PROBLEM TO WORK ON: Reproduce every row below word for word, omitting the pictures.
++++ DATA FOR THIS EXERCISE ++++
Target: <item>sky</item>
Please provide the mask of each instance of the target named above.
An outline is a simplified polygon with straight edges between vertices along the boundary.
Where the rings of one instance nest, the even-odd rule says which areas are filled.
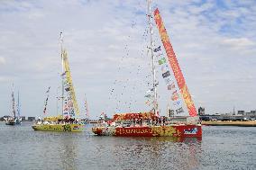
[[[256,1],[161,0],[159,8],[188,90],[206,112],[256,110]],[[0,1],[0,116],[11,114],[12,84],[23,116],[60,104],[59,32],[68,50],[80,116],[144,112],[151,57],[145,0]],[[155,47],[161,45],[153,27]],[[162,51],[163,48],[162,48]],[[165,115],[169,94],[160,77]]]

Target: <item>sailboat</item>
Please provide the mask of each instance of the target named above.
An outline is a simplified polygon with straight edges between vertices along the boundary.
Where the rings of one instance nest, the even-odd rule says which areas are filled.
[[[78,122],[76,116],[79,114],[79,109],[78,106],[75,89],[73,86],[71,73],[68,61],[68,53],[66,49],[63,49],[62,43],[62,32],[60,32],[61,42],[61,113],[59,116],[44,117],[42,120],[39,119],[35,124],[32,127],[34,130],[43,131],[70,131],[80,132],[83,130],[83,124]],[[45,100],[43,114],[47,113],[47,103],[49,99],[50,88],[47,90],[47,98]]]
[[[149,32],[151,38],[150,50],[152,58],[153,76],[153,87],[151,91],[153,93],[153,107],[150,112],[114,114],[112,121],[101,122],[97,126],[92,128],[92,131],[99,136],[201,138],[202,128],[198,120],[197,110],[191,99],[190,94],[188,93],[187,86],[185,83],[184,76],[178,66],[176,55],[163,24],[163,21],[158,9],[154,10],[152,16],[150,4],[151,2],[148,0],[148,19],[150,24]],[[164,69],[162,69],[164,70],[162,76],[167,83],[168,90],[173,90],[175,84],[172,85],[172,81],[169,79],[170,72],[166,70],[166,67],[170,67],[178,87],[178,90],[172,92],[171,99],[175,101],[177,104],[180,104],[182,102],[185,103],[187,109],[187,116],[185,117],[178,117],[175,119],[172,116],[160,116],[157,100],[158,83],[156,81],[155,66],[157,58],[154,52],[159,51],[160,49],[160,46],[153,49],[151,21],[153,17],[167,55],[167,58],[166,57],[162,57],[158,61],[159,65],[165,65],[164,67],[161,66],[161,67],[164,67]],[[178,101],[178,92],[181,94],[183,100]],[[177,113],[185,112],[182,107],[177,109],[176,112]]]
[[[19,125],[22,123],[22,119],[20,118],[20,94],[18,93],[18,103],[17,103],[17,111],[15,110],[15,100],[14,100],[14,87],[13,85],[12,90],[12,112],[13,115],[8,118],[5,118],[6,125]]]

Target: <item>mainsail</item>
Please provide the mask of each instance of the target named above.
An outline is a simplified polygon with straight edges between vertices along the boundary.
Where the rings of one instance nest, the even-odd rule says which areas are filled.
++++
TASK ANSWER:
Target: <item>sky</item>
Please provide the mask of each instance of the target named above.
An outline is a simplified polygon with straight edges between vertices along the boundary.
Where the rings of one instance nest, the even-odd rule says which areas are filled.
[[[256,1],[161,0],[159,8],[188,90],[206,112],[256,110]],[[0,1],[0,116],[11,114],[12,84],[23,116],[60,104],[59,32],[68,50],[80,116],[144,112],[151,57],[145,0]],[[155,47],[161,45],[153,27]],[[162,51],[163,48],[162,48]],[[165,115],[169,94],[160,77]]]

Target: <item>sailboat</item>
Please provide the mask of each instance of the target named above.
An outline is a simplified polygon with straight edges between vertices along the boundary.
Where the rings of one instance nest, the even-odd rule says which areas are filled.
[[[78,122],[76,116],[79,114],[79,109],[78,106],[75,89],[73,86],[71,73],[68,61],[68,53],[66,49],[63,49],[62,43],[62,32],[60,32],[61,42],[61,113],[59,116],[44,117],[42,120],[39,119],[35,124],[32,127],[34,130],[43,131],[70,131],[80,132],[83,130],[83,124]],[[45,100],[43,114],[47,113],[47,103],[49,99],[50,88],[47,90],[47,98]]]
[[[149,32],[151,38],[150,50],[152,58],[153,76],[153,87],[151,91],[153,93],[153,107],[150,112],[114,114],[112,121],[101,122],[97,126],[92,128],[92,131],[99,136],[201,138],[202,128],[198,120],[197,110],[191,99],[190,94],[188,93],[187,86],[185,83],[184,76],[178,66],[176,55],[163,24],[163,21],[158,9],[154,10],[152,16],[150,4],[151,2],[148,0],[148,19],[150,24]],[[164,69],[162,69],[164,70],[162,76],[167,83],[168,90],[173,90],[175,84],[172,85],[172,81],[169,79],[170,72],[166,70],[166,67],[170,67],[178,87],[178,90],[172,92],[171,99],[175,101],[177,104],[180,104],[182,102],[185,103],[187,109],[187,116],[185,117],[178,117],[175,119],[172,116],[160,116],[157,100],[158,83],[156,81],[155,66],[157,58],[154,52],[159,51],[160,49],[160,46],[153,49],[151,21],[153,17],[167,55],[167,58],[166,57],[162,57],[158,61],[159,65],[165,65],[164,67],[161,66],[161,67],[164,67]],[[178,101],[178,92],[181,94],[183,100]],[[177,113],[185,112],[182,107],[177,109],[176,112]]]
[[[19,125],[22,123],[22,119],[20,118],[20,94],[18,93],[18,103],[17,103],[17,111],[15,110],[15,100],[14,100],[14,87],[13,85],[12,90],[12,112],[13,115],[8,118],[5,118],[6,125]]]

Target: <item>mainsail</item>
Please provide the mask of each instance of the target named above.
An outline is a simplified polygon with straight edges between vertices along the boundary.
Where the rings of one instance nest, the even-odd rule says which areas are filled.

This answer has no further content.